Tugas A →
Jawab pertanyaan berikut berdasarkan teks tentang neoliberalisme:
(i) Apa yang disebut teks sebagai obat dari liberalisme yang sudah dimiliki Indonesia?
(ii) Pada tahun berapa perekonomian dunia terjerembab ke dalam depresi besar?
(iii) Pada bulan dan tahun berapa sejumlah ekonom Jerman mengusulkan perbaikan sistem ekonomi pasar dunia?

========================================

Tinggalkan Neo-liberalisme!
Oleh : Umar Syarifudin – Syabab HTI (Praktisi Politik)
Musuh Indonesia tidak hanya korupsi, kemiskinan, komunisme dan disintegrasi, tetapi juga neoliberalisme. Liberalisme datang dari individualisme yang mengagung-agungkan kebebasan, liberalisme itulah menjadi jalan bagi kaum kapitalis untuk memanfaatkan semua sumber daya demi kepentingan pribadi. kapitalisme adalah musuh nyata karena telah menguasai aspek-aspek penting di dalam negeri demi kepentingannya sehingga menggerus rakyat kecil. Indonesia sesungguhnya telah mempunyai obat dari liberalisme yaitu Syariah Islam.
Neoliberalisme telah menjadi hantu yang menakutkan bagi negara berkembang yang kaya akan sumber daya alam dan menjadi kambing hitam terjadinya kemiskinan yang tersistematis. Neoliberalisme sekarang telah menjadi jargon politik bagi kalangan politisi dan kajian yang sangat serius dikalangan akademisi dan kaum intelektual. Neoliberalisme dipahami sebagai paham kapitalisme global yang merupakan formulasi terbaru dari kapitalisme sebelumnya.
Sejarah munculnya paham neoliberalisme, tidak lepas dari gejolak ekonomi global pasca berakhirnya Perang Dunia I. Sistem ekonomi pasar liberal yang dianut oleh negara-negara Eropa dan Amerika tidak menuai sukses. Ketika itu, pasar diyakini memiliki kemampuan untuk mengurus dirinya sendiri. Karena pasar dapat mengurus dirinya sendiri, maka membuat campur tangan negara dalam mengurus perekonomian tidak diperlukan lagi.
Tetapi setelah perekonomian dunia terjerembab ke dalam depresi besar di tahun 1930-an, kepercayaan terhadap sistem ekonomi pasar liberal merosot drastis. Anggapan publik kala itu, pasar bukan hanya tidak mampu mengurus dirinya sendiri, namun juga menjadi sumber malapetaka bagi kemanusiaan. Depresi terjadi di mana-mana karena banyak yang bangkrut dan menganggur..
Menyadari kelemahan ekonomi pasar liberal tersebut, pada September 1932, sejumlah ekonom Jerman yang dimotori oleh Rustow dan Eucken mengusulkan dilakukannya perbaikan terhadap sistem ekonomi pasar dunia, yaitu dengan memperkuat peran negara sebagai pembuat kebijakan.

========================================

Tugas B → Ubah catatan mulai dari baris pertama sampai baris yang memuat "465, 1064, 619, 1117" (baris itu ikut disertakan). Ganti setiap "axis-aligned" dengan "axis-parallel", biarkan selebihnya tetap sama, dan tampilkan bagian itu saja.

========================================

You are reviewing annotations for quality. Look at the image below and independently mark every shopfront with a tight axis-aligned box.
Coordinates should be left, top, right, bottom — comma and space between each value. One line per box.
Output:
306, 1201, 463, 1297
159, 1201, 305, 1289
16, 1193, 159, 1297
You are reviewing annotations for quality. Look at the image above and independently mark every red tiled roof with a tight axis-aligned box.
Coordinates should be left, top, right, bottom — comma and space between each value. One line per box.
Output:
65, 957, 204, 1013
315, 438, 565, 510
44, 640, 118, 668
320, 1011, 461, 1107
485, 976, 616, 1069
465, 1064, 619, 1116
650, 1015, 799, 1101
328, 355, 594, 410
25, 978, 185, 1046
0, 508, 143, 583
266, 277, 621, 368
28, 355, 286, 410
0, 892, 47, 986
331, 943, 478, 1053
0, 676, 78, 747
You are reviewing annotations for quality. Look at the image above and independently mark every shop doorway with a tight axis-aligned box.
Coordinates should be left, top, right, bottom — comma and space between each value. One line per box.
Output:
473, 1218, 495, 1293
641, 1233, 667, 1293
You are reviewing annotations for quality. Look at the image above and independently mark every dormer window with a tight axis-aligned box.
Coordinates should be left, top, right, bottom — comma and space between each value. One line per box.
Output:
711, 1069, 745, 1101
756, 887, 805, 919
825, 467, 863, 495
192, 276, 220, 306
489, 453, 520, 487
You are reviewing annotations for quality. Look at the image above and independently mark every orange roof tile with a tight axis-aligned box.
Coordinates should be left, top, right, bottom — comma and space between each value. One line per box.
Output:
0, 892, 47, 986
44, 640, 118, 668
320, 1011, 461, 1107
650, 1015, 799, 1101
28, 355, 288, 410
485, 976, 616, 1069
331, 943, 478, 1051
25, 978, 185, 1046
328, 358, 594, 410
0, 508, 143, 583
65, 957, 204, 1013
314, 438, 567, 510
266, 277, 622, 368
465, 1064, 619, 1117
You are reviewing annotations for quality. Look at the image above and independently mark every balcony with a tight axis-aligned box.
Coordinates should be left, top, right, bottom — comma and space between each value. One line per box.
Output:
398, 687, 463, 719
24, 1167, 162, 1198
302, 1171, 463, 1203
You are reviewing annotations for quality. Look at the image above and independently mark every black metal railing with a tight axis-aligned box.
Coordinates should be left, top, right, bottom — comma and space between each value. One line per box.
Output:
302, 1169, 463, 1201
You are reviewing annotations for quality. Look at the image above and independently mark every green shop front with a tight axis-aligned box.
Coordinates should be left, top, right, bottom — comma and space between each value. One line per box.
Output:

========================================

Jawaban Akhir A →
(i) Syariah Islam.
(ii) Tahun 1930-an.
(iii) September 1932.

Jawaban Akhir B →
You are reviewing annotations for quality. Look at the image below and independently mark every shopfront with a tight axis-parallel box.
Coordinates should be left, top, right, bottom — comma and space between each value. One line per box.
Output:
306, 1201, 463, 1297
159, 1201, 305, 1289
16, 1193, 159, 1297
You are reviewing annotations for quality. Look at the image above and independently mark every red tiled roof with a tight axis-parallel box.
Coordinates should be left, top, right, bottom — comma and space between each value. One line per box.
Output:
65, 957, 204, 1013
315, 438, 565, 510
44, 640, 118, 668
320, 1011, 461, 1107
485, 976, 616, 1069
465, 1064, 619, 1116
650, 1015, 799, 1101
328, 355, 594, 410
25, 978, 185, 1046
0, 508, 143, 583
266, 277, 621, 368
28, 355, 286, 410
0, 892, 47, 986
331, 943, 478, 1053
0, 676, 78, 747
You are reviewing annotations for quality. Look at the image above and independently mark every shop doorway with a tight axis-parallel box.
Coordinates should be left, top, right, bottom — comma and space between each value. One line per box.
Output:
473, 1218, 495, 1293
641, 1233, 667, 1293
You are reviewing annotations for quality. Look at the image above and independently mark every dormer window with a tight axis-parallel box.
Coordinates should be left, top, right, bottom — comma and space between each value. One line per box.
Output:
711, 1069, 745, 1101
756, 887, 805, 919
825, 467, 863, 495
192, 276, 220, 306
489, 453, 520, 487
You are reviewing annotations for quality. Look at the image above and independently mark every orange roof tile with a tight axis-parallel box.
Coordinates should be left, top, right, bottom — comma and space between each value. One line per box.
Output:
0, 892, 47, 986
44, 640, 118, 668
320, 1011, 461, 1107
650, 1015, 799, 1101
28, 355, 288, 410
485, 976, 616, 1069
331, 943, 478, 1051
25, 978, 185, 1046
328, 358, 594, 410
0, 508, 143, 583
65, 957, 204, 1013
314, 438, 567, 510
266, 277, 622, 368
465, 1064, 619, 1117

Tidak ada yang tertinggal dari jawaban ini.